:: DOCUMENT EXTRACT ::
-=-=-

In March, Moderna released a statement saying the company was “now updating its patent pledge to never enforce its patents for Covid-19 vaccines against manufacturers in or for the 92 low and middle-income countries in the Gavi Covax Advance Market Commitment (AMC), provided that the manufactured vaccines are solely for use in the AMC 92 countries”.
It continued: “In non-AMC 92 countries … the company expects those using Moderna-patented technologies will respect the company’s intellectual property.”
South Africa is not one of the 92 countries on the AMC list but Moderna has confirmed the hub will be included in the updated pledge.
Potential issues could arise for any non-Covid vaccines, but the MPP said it “will ensure that technology used in the hub is either not covered by patents or that licences … are in place to enable freedom to operate”.
Gore believes Moderna will stand by its pledge and denies that patents will become a problem. “We’re not going to infringe the patents,” he says. “Clearly, we’re not wanting to enter into disputes with the pharmaceutical industry.” He hopes that if there is a patent blocking possible progress, the hub will be granted a licence.
However, Fatima Hassan, a South African human rights lawyer and founder of the Health Justice Initiative, is sceptical. She says that there is no guarantee Moderna will not take legal action if and when there are possible future breakthroughs or advances, such as any new mRNA vaccines developed at the hub.
“What is plan B?” she asks. “You are all naive to assume that [Moderna] is going to come to the table and things are going to be fine. If Moderna can sue Pfizer, they will have no hesitation to sue the hub.”
She is critical of the hub being pushed as a solution to vaccine inequity and a model of empowerment for low and middle-income countries, when much of the decision-making around it is being done by organisations including WHO and MPP, both based in Geneva.
The hub has already come under attack from another arm of big pharma. The kENUP Foundation is a Malta-based consultancy hired by BioNTech, the company that produces the Pfizer Covid vaccine. In a document sent to South African government officials, the foundation said the hub’s activity should be stopped.

-=-=-

:: ENTRIES PROVIDED ::
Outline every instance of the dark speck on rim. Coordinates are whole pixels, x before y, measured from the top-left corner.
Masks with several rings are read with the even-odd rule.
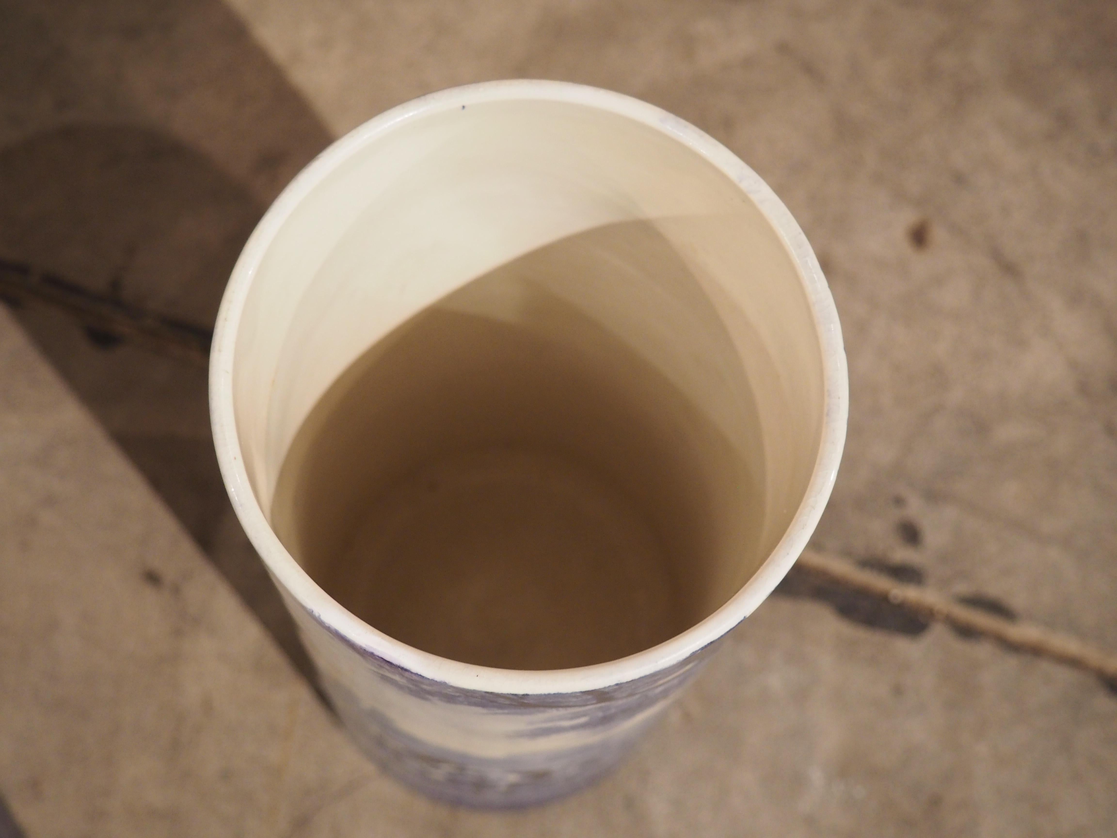
[[[900,536],[900,541],[910,547],[917,547],[923,544],[923,531],[911,518],[900,518],[897,521],[896,534]]]
[[[926,250],[930,245],[930,221],[920,218],[908,228],[908,241],[916,250]]]

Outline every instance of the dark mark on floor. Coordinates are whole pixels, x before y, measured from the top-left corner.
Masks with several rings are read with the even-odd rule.
[[[909,547],[917,547],[923,544],[923,531],[911,518],[900,518],[896,522],[896,534],[900,541]]]
[[[984,611],[985,613],[991,613],[994,617],[1000,617],[1005,620],[1015,622],[1016,612],[1009,608],[1004,602],[996,599],[996,597],[990,597],[985,593],[967,593],[963,597],[955,597],[955,602],[961,602],[963,606],[970,606],[971,608],[976,608],[978,611]],[[951,630],[954,631],[958,637],[963,637],[966,640],[976,640],[981,637],[976,631],[971,629],[961,628],[958,626],[951,626]]]
[[[930,221],[920,218],[908,228],[908,241],[916,250],[926,250],[930,246]]]
[[[905,584],[922,584],[923,571],[913,564],[891,562],[887,559],[869,558],[859,562],[867,570],[885,573]],[[813,599],[825,602],[838,616],[860,626],[891,631],[906,637],[917,637],[930,625],[919,615],[906,608],[873,597],[870,593],[851,590],[825,579],[820,579],[793,566],[783,581],[776,585],[775,596],[792,599]]]
[[[23,838],[23,830],[16,822],[2,797],[0,797],[0,838]]]
[[[97,328],[96,326],[86,326],[85,336],[89,339],[89,343],[103,350],[115,349],[124,342],[124,339],[115,332]]]
[[[857,564],[866,570],[884,573],[886,577],[895,579],[900,584],[924,583],[923,568],[918,568],[915,564],[908,564],[907,562],[894,562],[890,559],[869,556],[868,559],[862,559]]]

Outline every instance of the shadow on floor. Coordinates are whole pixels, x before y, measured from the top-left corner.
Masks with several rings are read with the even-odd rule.
[[[4,3],[3,21],[0,259],[210,327],[267,202],[328,144],[317,116],[216,0]],[[226,497],[204,368],[39,304],[12,308],[315,684]]]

-=-=-

:: WORK INSTRUCTIONS ::
**a)** Answer these questions using the passage on the vaccine hub:
(i) How many low and middle-income countries are in the Gavi Covax Advance Market Commitment?
(ii) Which organization did Fatima Hassan found?
(iii) Where is the kENUP Foundation based?
**b)** Decide whether each statement agrees with the passage on the vaccine hub, and quote the words that settle it:
(i) South Africa is one of the countries on the AMC list.
(ii) The kENUP Foundation was hired by BioNTech.
(iii) WHO and MPP are both based in Geneva.
**c)** Continue the passage on the vaccine hub, picking up after its last sentence.

:: ANSWERS TO EACH TASK ::
**a)**
(i) 92
(ii) The Health Justice Initiative
(iii) Malta

**b)**
(i) No: "South Africa is not one of the 92 countries on the AMC list"
(ii) Yes: "a Malta-based consultancy hired by BioNTech"
(iii) Yes: "organisations including WHO and MPP, both based in Geneva"

**c)**
The document read: “It is close to impossible to replicate a vaccine manufacturing process without close cooperation with the inventor. The hub’s project of copying the manufacturing process of Moderna’s Covid-19 vaccine should be terminated immediately.”
Petro Terblanche, the managing director of Afrigen, says of kENUP’s report: “It was really damaging. I had to defend this project with my government and shareholders,” she says. “I was disillusioned. We are a small company; [the hub is] all about access, empowerment and you’re [the kENUP Foundation] coming in here and you try to kill it.”
She then thought about the implications for the pharmaceutical industry should the hub and its partners worldwide succeed in developing new medicines and vaccines, and “understood why big pharma went all guns blazing for us”.
However, when the BMJ published an article saying WHO’s efforts to bring vaccine manufacturing to Africa were being undermined by the pharmaceutical industry, kENUP responded by saying: “The opposite is true … [the foundation] promotes private sector efforts to establish vaccine manufacturing in Africa.”
For now, though, work continues at Afrigen’s Cape Town headquarters.
Hendricks is preparing for a day’s work in the lab. He dreams of developing a vaccine for HIV, which is one of South Africa’s most serious health concerns – and Hendricks himself has lost family members to Aids. He says: “We’re looking at attacking the burden of disease that is so unique to Africa – something that has never been given the true light of day or the [necessary] resources. I’m excited to be a part of that.”